Only the lines from the one with "point: dead fern" to the last line belong in your answer; write them out exactly and drop the pictures.

RECORDS SUPPLIED
• • • • • • •

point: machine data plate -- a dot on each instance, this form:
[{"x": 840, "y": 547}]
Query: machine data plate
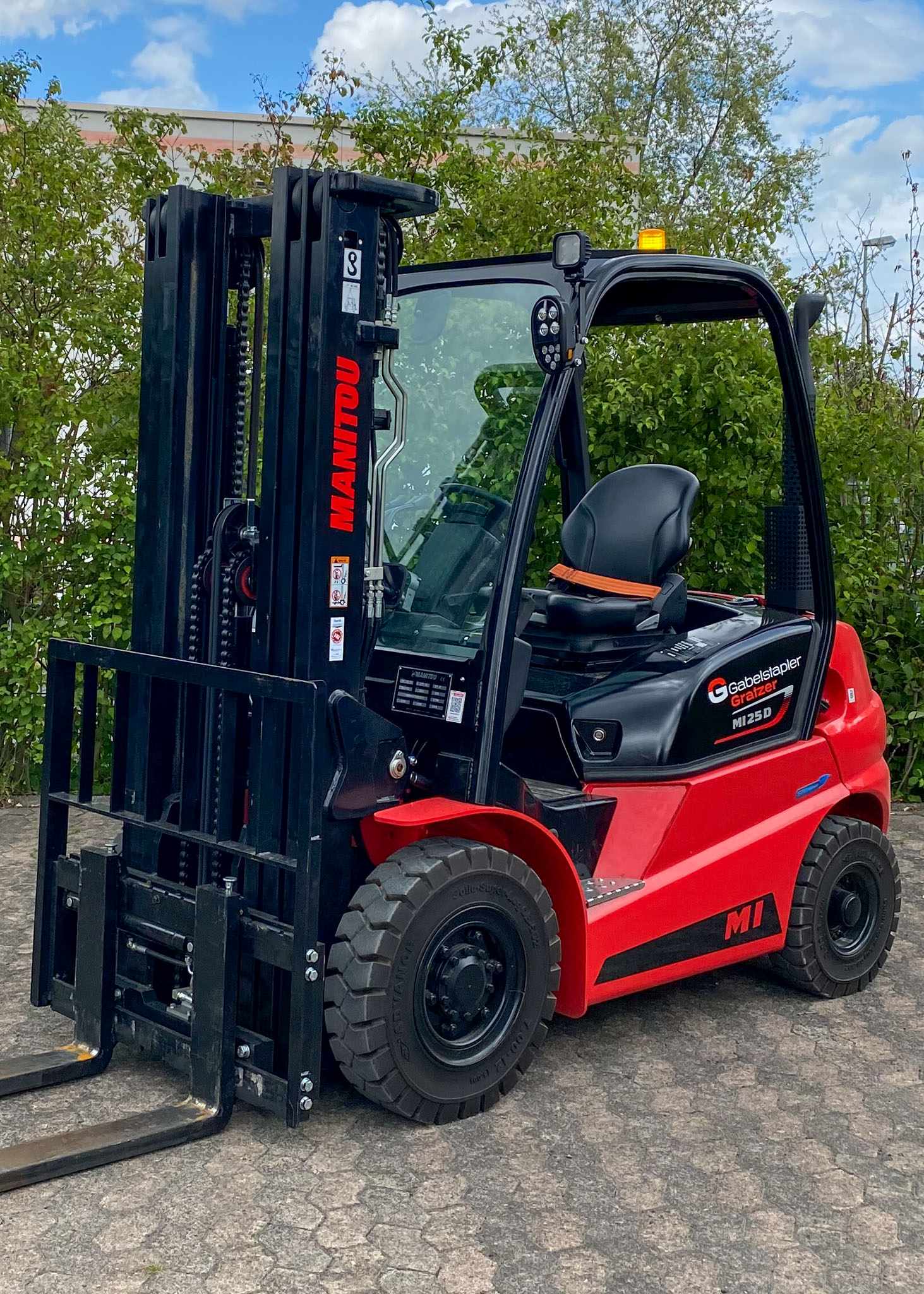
[{"x": 423, "y": 691}]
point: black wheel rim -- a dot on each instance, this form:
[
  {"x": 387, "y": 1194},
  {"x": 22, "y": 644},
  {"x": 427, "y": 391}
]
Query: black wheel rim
[
  {"x": 470, "y": 985},
  {"x": 853, "y": 910}
]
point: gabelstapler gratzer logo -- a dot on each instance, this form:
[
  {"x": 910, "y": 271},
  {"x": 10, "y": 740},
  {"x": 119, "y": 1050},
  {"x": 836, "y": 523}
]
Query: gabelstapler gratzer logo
[
  {"x": 752, "y": 687},
  {"x": 344, "y": 457}
]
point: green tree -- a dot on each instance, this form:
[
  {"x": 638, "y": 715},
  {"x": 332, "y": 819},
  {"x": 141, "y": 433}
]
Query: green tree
[
  {"x": 694, "y": 85},
  {"x": 70, "y": 294}
]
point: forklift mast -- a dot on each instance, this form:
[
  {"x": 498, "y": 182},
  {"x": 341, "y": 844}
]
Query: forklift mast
[{"x": 237, "y": 763}]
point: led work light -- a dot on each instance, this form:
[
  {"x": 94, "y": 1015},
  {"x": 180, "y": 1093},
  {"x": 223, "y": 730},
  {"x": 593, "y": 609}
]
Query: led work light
[
  {"x": 571, "y": 251},
  {"x": 551, "y": 332}
]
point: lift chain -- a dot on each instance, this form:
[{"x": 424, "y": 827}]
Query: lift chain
[
  {"x": 195, "y": 653},
  {"x": 225, "y": 658},
  {"x": 241, "y": 359}
]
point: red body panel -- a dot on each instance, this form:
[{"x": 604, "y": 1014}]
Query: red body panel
[{"x": 717, "y": 853}]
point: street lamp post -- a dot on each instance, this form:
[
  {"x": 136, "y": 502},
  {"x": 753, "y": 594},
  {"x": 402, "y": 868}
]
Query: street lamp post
[{"x": 870, "y": 245}]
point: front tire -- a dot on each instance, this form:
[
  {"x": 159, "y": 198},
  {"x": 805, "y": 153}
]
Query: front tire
[
  {"x": 844, "y": 911},
  {"x": 441, "y": 983}
]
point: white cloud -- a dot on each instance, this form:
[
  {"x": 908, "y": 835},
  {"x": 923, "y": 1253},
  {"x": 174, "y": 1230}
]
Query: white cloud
[
  {"x": 378, "y": 34},
  {"x": 42, "y": 18},
  {"x": 863, "y": 191},
  {"x": 809, "y": 117},
  {"x": 853, "y": 44},
  {"x": 164, "y": 71}
]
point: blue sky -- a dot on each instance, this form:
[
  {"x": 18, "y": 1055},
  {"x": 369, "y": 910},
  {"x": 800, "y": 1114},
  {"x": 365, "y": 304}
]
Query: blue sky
[{"x": 858, "y": 68}]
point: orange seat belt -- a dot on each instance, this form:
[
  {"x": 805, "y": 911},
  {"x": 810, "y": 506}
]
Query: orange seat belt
[{"x": 603, "y": 583}]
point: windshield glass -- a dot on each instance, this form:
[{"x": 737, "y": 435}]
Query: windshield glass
[{"x": 472, "y": 385}]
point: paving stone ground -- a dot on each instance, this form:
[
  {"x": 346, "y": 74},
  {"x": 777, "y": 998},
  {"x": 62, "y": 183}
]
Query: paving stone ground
[{"x": 719, "y": 1137}]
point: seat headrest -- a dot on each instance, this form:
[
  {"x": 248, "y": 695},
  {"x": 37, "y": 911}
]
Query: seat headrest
[{"x": 635, "y": 524}]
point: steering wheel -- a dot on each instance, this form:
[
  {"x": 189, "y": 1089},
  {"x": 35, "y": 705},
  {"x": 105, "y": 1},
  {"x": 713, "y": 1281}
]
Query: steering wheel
[{"x": 500, "y": 507}]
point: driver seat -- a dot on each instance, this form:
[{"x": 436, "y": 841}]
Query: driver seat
[{"x": 620, "y": 548}]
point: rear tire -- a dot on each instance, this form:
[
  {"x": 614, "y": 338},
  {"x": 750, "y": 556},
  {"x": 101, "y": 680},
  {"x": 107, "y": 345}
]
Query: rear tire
[
  {"x": 441, "y": 983},
  {"x": 844, "y": 911}
]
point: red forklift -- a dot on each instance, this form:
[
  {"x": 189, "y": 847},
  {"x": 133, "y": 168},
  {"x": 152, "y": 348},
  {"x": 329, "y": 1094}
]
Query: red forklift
[{"x": 373, "y": 780}]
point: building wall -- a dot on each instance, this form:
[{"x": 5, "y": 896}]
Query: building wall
[{"x": 215, "y": 131}]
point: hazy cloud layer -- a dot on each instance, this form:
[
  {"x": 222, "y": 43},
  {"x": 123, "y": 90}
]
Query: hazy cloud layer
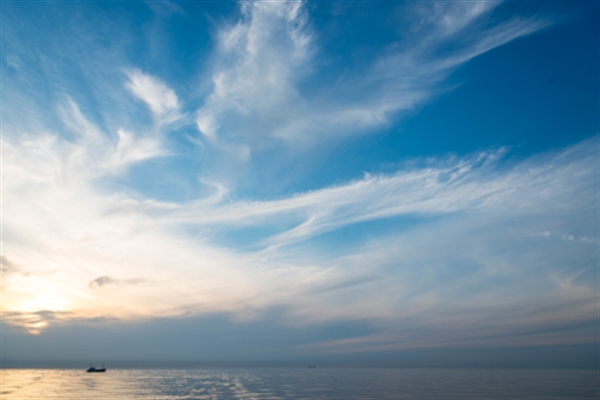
[{"x": 487, "y": 248}]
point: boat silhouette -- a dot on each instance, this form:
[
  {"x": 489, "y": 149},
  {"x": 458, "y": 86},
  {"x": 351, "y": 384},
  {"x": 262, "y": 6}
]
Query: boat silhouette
[{"x": 94, "y": 369}]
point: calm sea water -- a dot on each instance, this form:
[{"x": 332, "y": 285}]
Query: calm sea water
[{"x": 300, "y": 383}]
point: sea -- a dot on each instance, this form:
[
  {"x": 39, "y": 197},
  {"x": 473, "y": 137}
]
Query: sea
[{"x": 320, "y": 382}]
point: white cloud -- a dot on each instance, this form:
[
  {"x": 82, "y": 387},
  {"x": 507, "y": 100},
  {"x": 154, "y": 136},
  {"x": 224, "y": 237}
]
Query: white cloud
[
  {"x": 261, "y": 61},
  {"x": 64, "y": 234},
  {"x": 161, "y": 99}
]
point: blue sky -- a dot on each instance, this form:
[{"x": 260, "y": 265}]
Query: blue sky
[{"x": 279, "y": 181}]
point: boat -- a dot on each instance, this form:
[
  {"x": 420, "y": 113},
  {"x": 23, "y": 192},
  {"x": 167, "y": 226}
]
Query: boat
[{"x": 94, "y": 369}]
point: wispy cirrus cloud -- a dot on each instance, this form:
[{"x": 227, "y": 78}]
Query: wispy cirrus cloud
[
  {"x": 258, "y": 96},
  {"x": 434, "y": 253},
  {"x": 162, "y": 100}
]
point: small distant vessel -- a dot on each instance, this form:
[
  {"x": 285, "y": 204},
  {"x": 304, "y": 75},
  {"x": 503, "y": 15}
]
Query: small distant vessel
[{"x": 94, "y": 369}]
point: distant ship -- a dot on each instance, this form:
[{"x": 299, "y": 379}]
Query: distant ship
[{"x": 94, "y": 369}]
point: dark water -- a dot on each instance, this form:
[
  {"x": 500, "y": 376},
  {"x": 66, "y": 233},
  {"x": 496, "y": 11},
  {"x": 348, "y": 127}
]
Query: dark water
[{"x": 300, "y": 383}]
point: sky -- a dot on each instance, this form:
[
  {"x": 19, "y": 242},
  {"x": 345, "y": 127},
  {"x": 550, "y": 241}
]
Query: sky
[{"x": 408, "y": 183}]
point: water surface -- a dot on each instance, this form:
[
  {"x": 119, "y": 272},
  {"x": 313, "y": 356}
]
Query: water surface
[{"x": 300, "y": 383}]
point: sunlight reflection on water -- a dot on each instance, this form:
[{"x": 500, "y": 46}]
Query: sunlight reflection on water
[{"x": 299, "y": 383}]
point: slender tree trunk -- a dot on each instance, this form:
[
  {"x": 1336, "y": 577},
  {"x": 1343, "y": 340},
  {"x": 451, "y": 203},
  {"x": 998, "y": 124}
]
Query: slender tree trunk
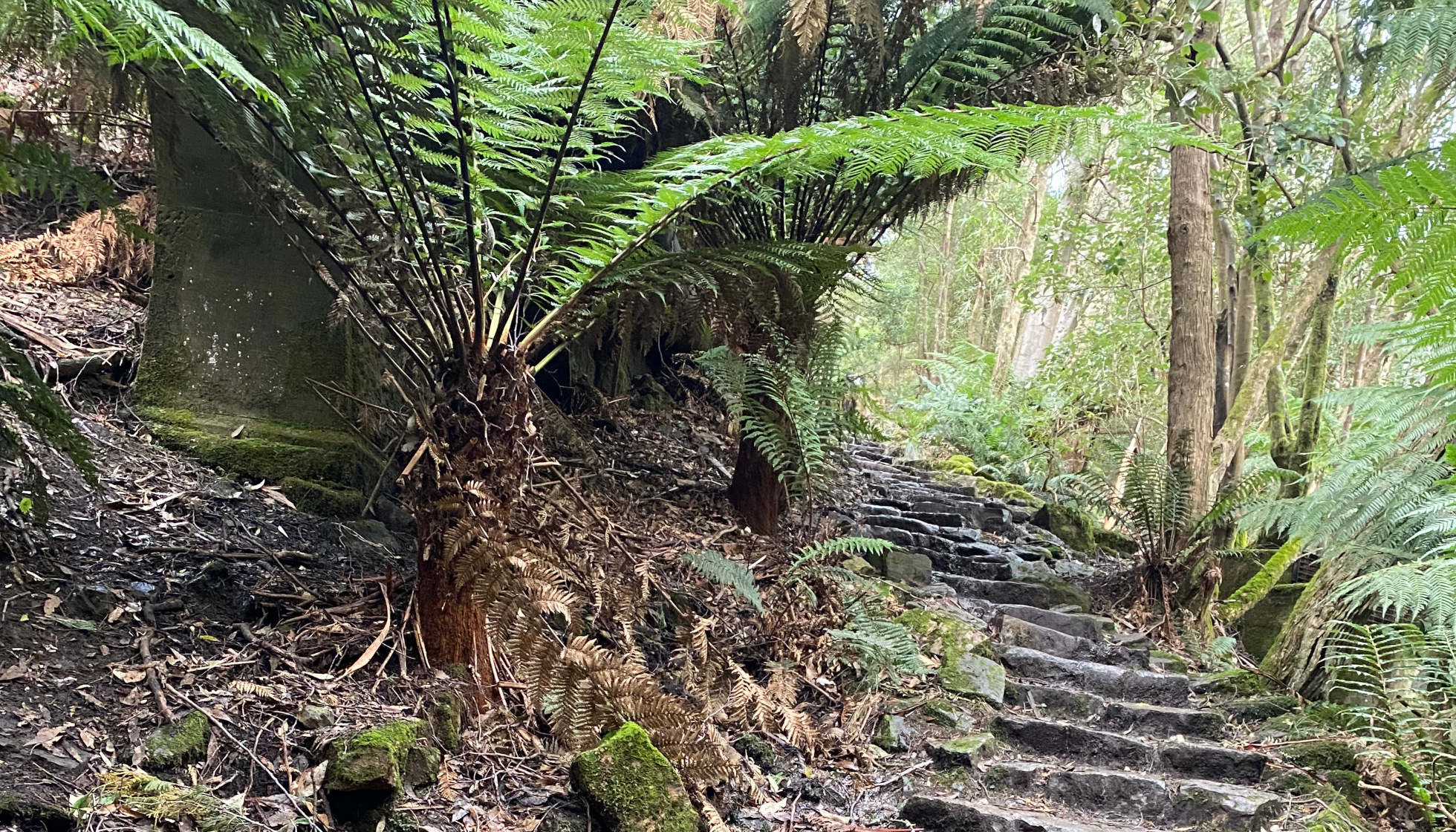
[
  {"x": 1017, "y": 270},
  {"x": 1190, "y": 345},
  {"x": 461, "y": 489},
  {"x": 756, "y": 490},
  {"x": 1272, "y": 353},
  {"x": 1316, "y": 371}
]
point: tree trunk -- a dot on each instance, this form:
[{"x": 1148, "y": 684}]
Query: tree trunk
[
  {"x": 756, "y": 490},
  {"x": 1015, "y": 271},
  {"x": 461, "y": 487},
  {"x": 1270, "y": 356},
  {"x": 1316, "y": 372},
  {"x": 1190, "y": 347},
  {"x": 1296, "y": 651}
]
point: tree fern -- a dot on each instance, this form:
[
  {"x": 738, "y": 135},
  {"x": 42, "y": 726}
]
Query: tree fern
[{"x": 1401, "y": 682}]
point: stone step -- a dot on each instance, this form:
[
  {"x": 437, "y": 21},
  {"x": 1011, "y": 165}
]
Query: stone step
[
  {"x": 1075, "y": 742},
  {"x": 1079, "y": 624},
  {"x": 951, "y": 815},
  {"x": 1107, "y": 748},
  {"x": 1142, "y": 796},
  {"x": 1163, "y": 720},
  {"x": 1004, "y": 592},
  {"x": 1102, "y": 680},
  {"x": 1143, "y": 720},
  {"x": 1018, "y": 633}
]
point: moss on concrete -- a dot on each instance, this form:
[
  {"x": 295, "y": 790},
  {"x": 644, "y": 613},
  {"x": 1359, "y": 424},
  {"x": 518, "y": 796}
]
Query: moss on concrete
[
  {"x": 265, "y": 449},
  {"x": 1110, "y": 541},
  {"x": 634, "y": 786},
  {"x": 1260, "y": 709},
  {"x": 1261, "y": 624},
  {"x": 180, "y": 744}
]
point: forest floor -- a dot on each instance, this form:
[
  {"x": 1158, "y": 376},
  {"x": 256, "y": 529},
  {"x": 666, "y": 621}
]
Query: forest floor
[{"x": 168, "y": 589}]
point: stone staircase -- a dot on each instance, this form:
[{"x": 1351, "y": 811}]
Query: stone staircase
[{"x": 1090, "y": 739}]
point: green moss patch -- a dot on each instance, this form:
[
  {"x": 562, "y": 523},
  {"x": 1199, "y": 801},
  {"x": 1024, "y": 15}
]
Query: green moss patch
[
  {"x": 1321, "y": 755},
  {"x": 265, "y": 449},
  {"x": 322, "y": 500},
  {"x": 371, "y": 759},
  {"x": 180, "y": 744},
  {"x": 634, "y": 786},
  {"x": 1072, "y": 525}
]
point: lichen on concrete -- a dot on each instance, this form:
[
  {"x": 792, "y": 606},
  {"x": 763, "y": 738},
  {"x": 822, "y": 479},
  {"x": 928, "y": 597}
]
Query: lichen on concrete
[
  {"x": 632, "y": 786},
  {"x": 178, "y": 744}
]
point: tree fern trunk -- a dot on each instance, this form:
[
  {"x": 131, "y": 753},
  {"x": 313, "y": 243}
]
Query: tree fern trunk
[
  {"x": 461, "y": 490},
  {"x": 756, "y": 490}
]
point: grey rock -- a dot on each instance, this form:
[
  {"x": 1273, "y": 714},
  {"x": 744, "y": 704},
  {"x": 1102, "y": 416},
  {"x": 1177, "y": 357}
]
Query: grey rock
[
  {"x": 1160, "y": 720},
  {"x": 1225, "y": 806},
  {"x": 1017, "y": 777},
  {"x": 893, "y": 733},
  {"x": 1104, "y": 680},
  {"x": 909, "y": 567},
  {"x": 1082, "y": 625},
  {"x": 1073, "y": 742},
  {"x": 949, "y": 815},
  {"x": 897, "y": 536},
  {"x": 1002, "y": 592},
  {"x": 975, "y": 677},
  {"x": 1119, "y": 792},
  {"x": 1212, "y": 762},
  {"x": 963, "y": 751},
  {"x": 313, "y": 718},
  {"x": 1057, "y": 701},
  {"x": 908, "y": 524}
]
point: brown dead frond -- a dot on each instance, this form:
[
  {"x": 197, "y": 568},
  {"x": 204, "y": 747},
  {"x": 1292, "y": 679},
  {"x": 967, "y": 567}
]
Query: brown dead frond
[{"x": 100, "y": 247}]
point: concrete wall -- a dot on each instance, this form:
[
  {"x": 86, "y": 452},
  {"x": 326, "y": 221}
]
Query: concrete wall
[{"x": 238, "y": 318}]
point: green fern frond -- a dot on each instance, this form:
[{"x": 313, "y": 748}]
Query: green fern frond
[{"x": 724, "y": 571}]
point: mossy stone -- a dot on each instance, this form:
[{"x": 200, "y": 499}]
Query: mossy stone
[
  {"x": 966, "y": 665},
  {"x": 371, "y": 759},
  {"x": 1319, "y": 755},
  {"x": 1347, "y": 783},
  {"x": 447, "y": 720},
  {"x": 1110, "y": 541},
  {"x": 1234, "y": 682},
  {"x": 946, "y": 713},
  {"x": 1260, "y": 709},
  {"x": 265, "y": 449},
  {"x": 1260, "y": 627},
  {"x": 325, "y": 500},
  {"x": 963, "y": 751},
  {"x": 1005, "y": 491},
  {"x": 1070, "y": 524},
  {"x": 1293, "y": 781},
  {"x": 893, "y": 733},
  {"x": 423, "y": 765},
  {"x": 180, "y": 744},
  {"x": 634, "y": 786}
]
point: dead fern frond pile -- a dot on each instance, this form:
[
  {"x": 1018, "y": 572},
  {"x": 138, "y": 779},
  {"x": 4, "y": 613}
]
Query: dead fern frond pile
[{"x": 101, "y": 247}]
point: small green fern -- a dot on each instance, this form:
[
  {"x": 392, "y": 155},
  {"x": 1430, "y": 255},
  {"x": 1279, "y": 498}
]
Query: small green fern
[{"x": 724, "y": 571}]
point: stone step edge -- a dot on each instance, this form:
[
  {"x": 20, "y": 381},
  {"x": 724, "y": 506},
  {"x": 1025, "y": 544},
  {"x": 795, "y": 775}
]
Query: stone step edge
[
  {"x": 1184, "y": 799},
  {"x": 954, "y": 815}
]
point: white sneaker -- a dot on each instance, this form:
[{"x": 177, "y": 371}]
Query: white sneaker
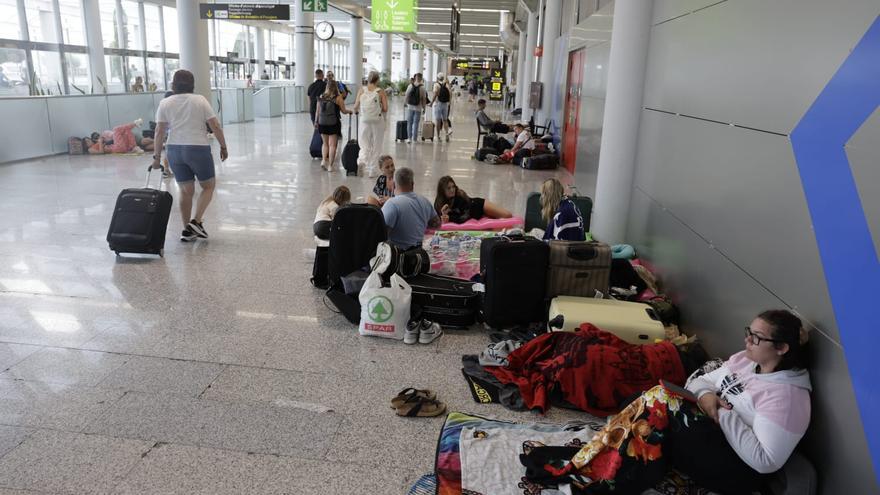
[
  {"x": 429, "y": 332},
  {"x": 411, "y": 334}
]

• • • • • • •

RESPONSE FOR THIS EXERCISE
point: dead fern frond pile -- a dot on each instance, this form:
[
  {"x": 1018, "y": 572},
  {"x": 138, "y": 779},
  {"x": 4, "y": 613}
]
Query: dead fern frond pile
[{"x": 101, "y": 247}]
point: small green fern -- a dot on each instance, this form:
[
  {"x": 392, "y": 155},
  {"x": 1430, "y": 255},
  {"x": 1279, "y": 498}
]
Query: small green fern
[{"x": 724, "y": 571}]
point: stone step edge -- a dot on each instance, this form:
[
  {"x": 20, "y": 381},
  {"x": 724, "y": 506},
  {"x": 1025, "y": 544},
  {"x": 795, "y": 775}
]
Query: stone step edge
[
  {"x": 1184, "y": 799},
  {"x": 954, "y": 815}
]
point: white sneaker -- a dot on each instance, this form:
[{"x": 177, "y": 371}]
Query: white sneaker
[
  {"x": 429, "y": 332},
  {"x": 411, "y": 334}
]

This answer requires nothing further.